### Exercise
Leave out the pictures and output the data verbatim.

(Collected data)
_ _ _
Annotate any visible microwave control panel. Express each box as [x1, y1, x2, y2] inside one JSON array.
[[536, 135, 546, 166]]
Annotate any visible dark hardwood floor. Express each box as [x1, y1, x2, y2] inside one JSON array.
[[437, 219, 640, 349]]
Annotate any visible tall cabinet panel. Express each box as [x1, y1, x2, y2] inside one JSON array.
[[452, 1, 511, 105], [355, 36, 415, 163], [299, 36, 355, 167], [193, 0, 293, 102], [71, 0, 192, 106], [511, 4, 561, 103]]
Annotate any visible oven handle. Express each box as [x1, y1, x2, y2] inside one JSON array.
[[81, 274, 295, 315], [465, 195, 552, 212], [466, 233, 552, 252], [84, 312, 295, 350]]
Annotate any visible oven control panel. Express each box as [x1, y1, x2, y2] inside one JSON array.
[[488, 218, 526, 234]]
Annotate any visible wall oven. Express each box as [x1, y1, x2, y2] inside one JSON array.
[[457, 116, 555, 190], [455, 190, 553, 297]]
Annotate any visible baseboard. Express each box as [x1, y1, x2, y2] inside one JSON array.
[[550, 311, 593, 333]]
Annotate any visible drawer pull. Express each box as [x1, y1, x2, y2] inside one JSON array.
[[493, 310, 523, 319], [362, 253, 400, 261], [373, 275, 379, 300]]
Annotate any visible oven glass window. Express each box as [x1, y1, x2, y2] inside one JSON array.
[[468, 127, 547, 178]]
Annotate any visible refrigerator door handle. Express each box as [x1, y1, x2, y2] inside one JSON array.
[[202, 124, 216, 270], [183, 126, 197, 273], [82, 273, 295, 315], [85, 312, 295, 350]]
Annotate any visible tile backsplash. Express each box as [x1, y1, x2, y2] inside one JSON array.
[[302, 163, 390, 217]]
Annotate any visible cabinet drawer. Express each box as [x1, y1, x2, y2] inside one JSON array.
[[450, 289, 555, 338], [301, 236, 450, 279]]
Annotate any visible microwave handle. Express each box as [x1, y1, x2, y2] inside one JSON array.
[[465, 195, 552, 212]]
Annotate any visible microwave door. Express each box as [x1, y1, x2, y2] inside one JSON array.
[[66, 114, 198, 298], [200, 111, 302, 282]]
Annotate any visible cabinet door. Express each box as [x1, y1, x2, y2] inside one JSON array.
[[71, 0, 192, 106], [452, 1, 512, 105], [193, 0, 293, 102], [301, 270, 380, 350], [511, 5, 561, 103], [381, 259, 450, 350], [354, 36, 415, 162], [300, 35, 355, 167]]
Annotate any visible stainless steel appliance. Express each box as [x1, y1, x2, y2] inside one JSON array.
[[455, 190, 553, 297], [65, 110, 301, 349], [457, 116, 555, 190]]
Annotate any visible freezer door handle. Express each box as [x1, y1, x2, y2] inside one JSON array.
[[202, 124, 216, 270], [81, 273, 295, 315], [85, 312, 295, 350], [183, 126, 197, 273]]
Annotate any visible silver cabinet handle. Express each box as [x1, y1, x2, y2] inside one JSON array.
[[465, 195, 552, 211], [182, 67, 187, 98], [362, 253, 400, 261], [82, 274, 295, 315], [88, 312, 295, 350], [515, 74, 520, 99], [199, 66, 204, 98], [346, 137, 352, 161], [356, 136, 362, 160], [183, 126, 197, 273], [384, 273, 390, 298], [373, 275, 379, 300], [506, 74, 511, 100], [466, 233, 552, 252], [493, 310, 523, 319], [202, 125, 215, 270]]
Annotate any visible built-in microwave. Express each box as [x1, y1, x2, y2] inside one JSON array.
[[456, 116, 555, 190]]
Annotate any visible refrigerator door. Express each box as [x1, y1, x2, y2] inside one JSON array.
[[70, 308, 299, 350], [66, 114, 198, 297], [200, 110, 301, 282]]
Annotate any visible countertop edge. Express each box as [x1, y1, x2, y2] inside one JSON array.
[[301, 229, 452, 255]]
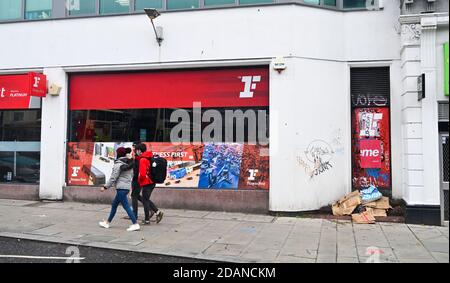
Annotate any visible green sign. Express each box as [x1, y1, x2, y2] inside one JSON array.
[[445, 42, 449, 96]]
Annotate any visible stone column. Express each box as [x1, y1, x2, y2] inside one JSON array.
[[399, 14, 443, 225]]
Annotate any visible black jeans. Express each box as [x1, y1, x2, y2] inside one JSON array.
[[131, 185, 143, 219], [142, 184, 158, 221]]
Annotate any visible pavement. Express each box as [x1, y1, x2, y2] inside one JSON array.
[[0, 198, 448, 263]]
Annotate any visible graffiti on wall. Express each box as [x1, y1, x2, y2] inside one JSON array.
[[351, 94, 389, 108], [297, 139, 335, 179]]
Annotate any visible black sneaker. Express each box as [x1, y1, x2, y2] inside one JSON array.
[[156, 211, 164, 224], [150, 211, 157, 222], [141, 220, 150, 225]]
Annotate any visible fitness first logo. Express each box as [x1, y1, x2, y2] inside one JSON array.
[[239, 76, 262, 98], [71, 167, 81, 177], [33, 76, 41, 88], [248, 169, 259, 181]]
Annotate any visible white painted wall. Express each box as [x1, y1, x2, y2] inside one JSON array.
[[390, 60, 404, 200], [343, 1, 401, 61], [0, 3, 406, 210], [39, 68, 67, 200], [270, 57, 350, 211]]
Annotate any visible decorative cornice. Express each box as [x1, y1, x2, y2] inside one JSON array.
[[401, 24, 422, 45], [399, 12, 449, 26]]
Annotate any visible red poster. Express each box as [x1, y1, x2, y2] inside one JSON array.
[[360, 139, 382, 169], [238, 145, 270, 190], [67, 142, 95, 186], [0, 74, 36, 109], [352, 108, 391, 189], [69, 67, 269, 110]]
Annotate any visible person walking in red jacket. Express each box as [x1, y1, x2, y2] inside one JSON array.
[[134, 143, 164, 225]]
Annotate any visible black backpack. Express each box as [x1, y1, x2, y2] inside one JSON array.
[[146, 155, 167, 184]]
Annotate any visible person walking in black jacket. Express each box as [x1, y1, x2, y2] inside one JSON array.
[[131, 142, 144, 220]]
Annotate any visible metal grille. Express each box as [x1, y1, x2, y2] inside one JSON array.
[[439, 103, 449, 122], [443, 136, 449, 183], [444, 190, 449, 221], [351, 67, 391, 108]]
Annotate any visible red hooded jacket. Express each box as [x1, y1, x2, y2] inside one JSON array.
[[137, 151, 154, 187]]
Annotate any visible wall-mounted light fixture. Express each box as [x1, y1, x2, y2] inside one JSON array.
[[144, 8, 163, 46]]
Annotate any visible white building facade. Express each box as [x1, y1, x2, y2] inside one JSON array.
[[0, 0, 448, 225]]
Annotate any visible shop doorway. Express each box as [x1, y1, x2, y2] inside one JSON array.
[[350, 67, 392, 196]]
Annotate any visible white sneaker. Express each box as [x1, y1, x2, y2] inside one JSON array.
[[126, 224, 140, 232], [99, 221, 110, 229]]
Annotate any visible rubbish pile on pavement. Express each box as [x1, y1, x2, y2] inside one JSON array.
[[332, 186, 392, 224]]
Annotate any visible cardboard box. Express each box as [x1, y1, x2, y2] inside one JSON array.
[[332, 191, 362, 216], [352, 210, 376, 224]]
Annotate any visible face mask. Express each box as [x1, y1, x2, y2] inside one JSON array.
_ _ _
### Output of the task
Annotate any visible microwave control panel. Express each box as [x1, y1, x2, y2] inside one JSON array.
[[536, 135, 546, 166]]
Annotate any visible dark hardwood floor. Express each box as [x1, y1, x2, y2] inside one JSON array.
[[437, 219, 640, 349]]
Annotate any visible tall cabinet panel. Express each box as [x1, y1, x2, y2] inside one JSON array.
[[452, 1, 511, 105], [355, 36, 415, 163], [299, 36, 355, 167], [193, 0, 293, 102], [71, 0, 192, 106], [511, 4, 561, 103]]
Annotate any visible oven handle. Express each box as [x1, y1, x2, y2] inside one JSON array.
[[81, 274, 295, 315], [465, 195, 552, 212], [466, 233, 552, 252], [84, 312, 295, 350]]
Annotate any visible oven control panel. Express each box as [x1, y1, x2, y2] inside one JSON array.
[[488, 218, 526, 234]]
Annotate any visible wall oven. Express each box as [x1, y1, x2, y2] inside one JSON array.
[[457, 116, 555, 190], [455, 190, 553, 297]]
Annotate any visible baseboard. Express each box as [x1, y1, x2, y2] inside one JSON array.
[[550, 311, 593, 333]]
Annotate any visible drawer pull. Express each box as [x1, y1, x2, y2] inside one JSON array.
[[493, 310, 523, 319], [362, 253, 400, 261], [373, 275, 379, 300]]
Annotate any visible oven glass window. Express each box as [x1, y1, x2, y2] inside one JSON array.
[[468, 127, 547, 178]]
Annotate any visible refrigerator door handle. Express each box as [x1, y1, x2, y2] inside one JSON array.
[[202, 124, 216, 270], [183, 126, 197, 273], [82, 273, 295, 315], [85, 312, 295, 350]]
Annotate any visible tile backsplash. Express each box as [x1, y1, x2, y2] inside one JSON array.
[[302, 163, 390, 217]]
Annotate any visible cabinet drawer. Express each box as [x1, y1, x2, y2] inside one JSON array.
[[450, 289, 555, 338], [301, 236, 450, 279]]
Annotate any visible microwave handle. Express each box as [x1, y1, x2, y2] inside one JSON array.
[[465, 195, 552, 212]]
Annotate any visible microwave door. Express each box as [x1, y1, x2, y2] inside one JSON array.
[[66, 114, 198, 298], [200, 111, 302, 282]]
Annotate any visible cabinet door. Express each box as [x1, y1, x2, y2] inside one JSON array.
[[71, 0, 192, 106], [452, 1, 512, 105], [193, 0, 293, 102], [301, 270, 380, 350], [511, 5, 561, 103], [381, 259, 450, 350], [354, 36, 415, 162], [300, 35, 355, 167]]
Annotate any visible stainless steel appliance. Express each box as [x1, y1, x2, y2] inside one JSON array.
[[455, 190, 553, 297], [65, 110, 301, 349], [457, 116, 555, 190]]
Annotate any visible freezer door handle. Express each box as [x1, y1, x2, y2] inside one JSON array.
[[202, 124, 216, 270], [81, 273, 295, 315], [85, 312, 295, 350], [183, 126, 197, 273]]
Annotate any visible silver cabinet handle. Express each box as [x1, y1, x2, y2] inside one JSON array.
[[465, 195, 552, 211], [182, 67, 187, 98], [362, 253, 400, 261], [82, 274, 295, 315], [88, 312, 295, 350], [515, 74, 520, 99], [199, 66, 204, 98], [346, 137, 352, 161], [356, 136, 362, 160], [183, 126, 197, 273], [384, 273, 390, 298], [373, 275, 379, 300], [506, 74, 511, 100], [466, 233, 552, 252], [493, 310, 523, 319], [202, 125, 215, 270]]
Annotate any visible built-in microwave. Express each box as [x1, y1, x2, y2] inside one JSON array.
[[456, 116, 555, 190]]
Annotate any visible refrigerator door. Express each box as [x1, y1, x2, y2] inside one JSON array.
[[70, 308, 299, 350], [66, 114, 198, 297], [200, 110, 301, 282]]
Annotate any visible countertop edge. Express each box as [x1, y1, x2, y2] inside one JSON array.
[[301, 229, 452, 255]]
Annotate any visible green sign. Express each box as [x1, y1, x2, y2] inside one JSON array.
[[445, 42, 449, 96]]
Annotate any visible stone column. Express each box as [x1, y1, x2, y2] inside one JSON array.
[[399, 14, 443, 225]]
Annotate any visible black jeans. Express each box as [x1, y1, x2, y2] inside one JSON array.
[[131, 185, 143, 219], [142, 184, 158, 221]]
Annotate any visible pavement. Express each box as [x1, y1, x2, y2] inside one JSON array.
[[0, 198, 448, 263]]
Annotate any visible graffiti on wall. Express each box as [x1, y1, x2, y2] inside one JSON array.
[[351, 94, 389, 108], [297, 139, 335, 179]]
Annotate any visible black sneaker. Express each box as [x1, y1, x2, y2] inside one JSON array.
[[156, 211, 164, 224], [150, 211, 157, 222], [141, 220, 150, 225]]
Annotate any visible fitness first logo. Express each box as [x1, y1, x2, y2] inside one JSON array.
[[239, 76, 262, 98], [71, 167, 81, 177], [33, 76, 41, 88], [248, 169, 259, 181]]
Annotate any visible white painted wall. Express each box as [x1, y1, x2, y2] inside one JSON array.
[[390, 60, 404, 200], [343, 1, 401, 61], [0, 3, 406, 210], [39, 68, 67, 200], [270, 57, 350, 211]]
Annotate any visible decorative cornice. Express each box as [x1, y1, x2, y2] inside one JSON array.
[[401, 24, 422, 45], [399, 12, 449, 26]]
Annotate any visible red poster. Express each box as [x1, y1, x2, y2] inside one JSON array.
[[360, 139, 382, 169], [238, 145, 270, 190], [67, 142, 95, 186], [0, 74, 36, 109], [352, 108, 391, 189], [69, 67, 269, 110]]
Annotate any visible person walking in red jacket. Express each box as [x1, y1, x2, y2] inside one JSON array.
[[134, 143, 164, 225]]
Annotate any visible black backpack. Express each box as [x1, y1, x2, y2] inside one JSON array.
[[146, 155, 167, 184]]
Annotate any visible person walking in black jacket. Express each box as [x1, y1, x2, y2] inside one JSON array.
[[131, 142, 144, 220]]
Annotate any visible metal grille. Express each box as [x1, y1, x2, y2] inside one JSON array.
[[439, 103, 449, 122], [443, 136, 449, 183], [444, 190, 449, 221], [351, 67, 391, 108]]
Annotate any visible red hooded jacket. Express each box as [x1, y1, x2, y2] inside one JSON array.
[[137, 151, 154, 187]]
Annotate any visible wall-mounted light fixture. Express each box as [x1, y1, x2, y2] inside one JSON array.
[[144, 8, 163, 46]]
Annotate any visible white building facade. Express each box as [x1, y1, x2, y2] inside one JSON array.
[[0, 0, 448, 225]]
Annotate any visible shop doorway. Express each box as [x1, y1, x2, y2] inside one JSON array.
[[350, 67, 392, 196]]
Annotate any visible white sneaker. Express each box as [x1, y1, x2, y2] inside one JSON array.
[[126, 224, 140, 232], [99, 221, 110, 229]]
Annotate any visible rubbish pile on pavement. Express each box as [x1, y1, x2, y2] inside one JSON array.
[[332, 186, 392, 224]]
Annotate any visible cardboard box. Express each box as [x1, y1, x2, y2] inside one JSON array.
[[332, 191, 362, 216], [352, 210, 376, 224]]
Annotate any visible face mask. Express each box as [x1, y1, x2, y2] inside one JSON array.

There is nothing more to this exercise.